[Extract to read start]
# Destin 2/1/13



## Hack (May 11, 2009)

Rednecked up my cousin's fancy condo. Spent the afternoon with a few poles set up. Everything almost went perfect, had an old guy stop to chat when a poll went off. Whatever it was jumped, fought for about 30 seconds, then...lost it. Old guy said "man I thought I was about to see something cool".

Don't know if it was toothy and cut the line or if the cheapo pompano rig just broke. I had switched out the hooks but tonight I'm tying my own setups just in case. Splitting tomorrow between the beach and the jetties.


----------



## aquatic argobull (Mar 2, 2009)

It's the fish that you DON'T catch that keep you coming back


----------



## salt-life (Feb 20, 2012)

Pompano like to jump sometimes... was it a bigger fish or a smaller fish?


----------



## Hack (May 11, 2009)

Not sure, didn't feel like a big red or anything. The loop around the eye snapped clean. The more I think about it the more I'm sure I fell victum to a rig that had been in the package too long.

Or I'll just tell the story like it was a shark that bit through it...


----------



## Hack (May 11, 2009)

Good day today. Two very large reds and 2 pompano. All caught on Shrimp. One fight with the red was on a 6.5 foot rod and reel with 10 lb test, it was awesome.


----------



## DAWGONIT (Jan 16, 2009)

Hack said:


> Good day today. Two very large reds and 2 pompano. All caught on Shrimp. One fight with the red was on a 6.5 foot rod and reel with 10 lb test, it was awesome.


Thanks for sharing :thumbsup:
catch 'em up.


----------



## Hack (May 11, 2009)

Had no less than 8 old dudes wander down after the first red to congratulate me. Turned out I was providing several people at the condo complex with their afternoon entertainment. Apparently there was a round of applause but I couldn't hear it.


----------



## Hack (May 11, 2009)

I know they are on the sand, apologies. Care was taken, I was by myself. Fish were out of water for under a minute.


----------



## tkh329 (Mar 14, 2012)

Nice fish! How do you like that Daiwa rode and reel? Been thinking about picking up a couple for guests...


----------



## Hack (May 11, 2009)

I like it. Good 20 buck investment to avoid bringing my good bass gear down.


Went from 2 to 4 this afternoon. No joke, 16 pomps. All returned to the ocean, didn't feel like cleaning any today.


----------



## tkh329 (Mar 14, 2012)

Well done! Good to hear about the rod and reel. Thanks.


----------



## Hack (May 11, 2009)

Forgot to post this earlier.

So yesterday I was fishing, wading out to cast, etc., and noticed a small brown spot on my foot. It didn't brush off with the tide, and I reached down and could tell pretty quick it was a bit of oil. Is that still common down here? Is it kind of a new norm?


----------



## tbstimber12 (Nov 28, 2008)
[Extract to read end]
[Records for the exercise start]
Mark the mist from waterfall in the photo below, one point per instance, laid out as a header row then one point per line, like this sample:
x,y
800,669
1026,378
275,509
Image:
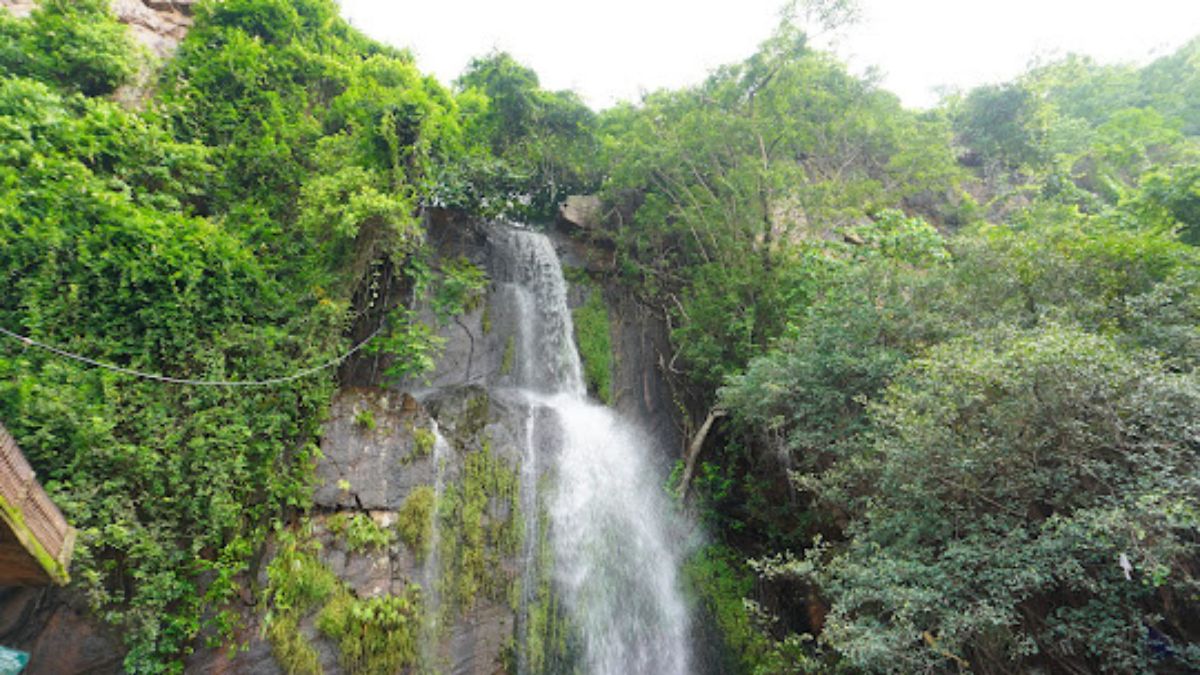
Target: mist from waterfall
x,y
615,536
[Records for the exercise end]
* **Actions to take**:
**a.** Write out the part of the Destin fishing thread from "## salt-life (Feb" to "package too long.".
**b.** Switch every "mist" in the listing to "spray" and give the listing again with nothing else changed, leaving out the pictures.

* **Solutions to the tasks**:
**a.**
## salt-life (Feb 20, 2012)

Pompano like to jump sometimes... was it a bigger fish or a smaller fish?


----------



## Hack (May 11, 2009)

Not sure, didn't feel like a big red or anything. The loop around the eye snapped clean. The more I think about it the more I'm sure I fell victum to a rig that had been in the package too long.

**b.**
Mark the spray from waterfall in the photo below, one point per instance, laid out as a header row then one point per line, like this sample:
x,y
800,669
1026,378
275,509
Image:
Target: spray from waterfall
x,y
615,536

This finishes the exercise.